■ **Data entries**
◇ ◇ ◇ ◇ ◇ ◇ ◇

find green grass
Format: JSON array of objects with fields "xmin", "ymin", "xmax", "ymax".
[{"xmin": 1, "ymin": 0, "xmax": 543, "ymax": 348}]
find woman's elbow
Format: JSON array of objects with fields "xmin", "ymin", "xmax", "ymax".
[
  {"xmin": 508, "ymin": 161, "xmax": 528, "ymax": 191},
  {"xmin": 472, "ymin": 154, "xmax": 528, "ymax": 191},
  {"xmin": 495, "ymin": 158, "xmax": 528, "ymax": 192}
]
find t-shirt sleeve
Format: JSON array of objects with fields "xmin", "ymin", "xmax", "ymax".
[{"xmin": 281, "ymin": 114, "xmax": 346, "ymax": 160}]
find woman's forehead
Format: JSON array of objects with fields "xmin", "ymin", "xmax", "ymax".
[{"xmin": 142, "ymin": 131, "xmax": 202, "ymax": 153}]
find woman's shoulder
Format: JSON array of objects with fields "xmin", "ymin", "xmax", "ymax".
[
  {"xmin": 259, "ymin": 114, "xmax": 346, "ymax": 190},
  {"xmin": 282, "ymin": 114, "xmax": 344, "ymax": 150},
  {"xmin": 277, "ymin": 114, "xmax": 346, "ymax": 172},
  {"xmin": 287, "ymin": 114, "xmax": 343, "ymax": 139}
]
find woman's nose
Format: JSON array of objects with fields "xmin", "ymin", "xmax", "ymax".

◇ ◇ ◇ ◇ ◇ ◇ ◇

■ **Aim of the exercise**
In the entries above, count each line containing the word "woman" and reply with only the count.

■ **Written answer**
4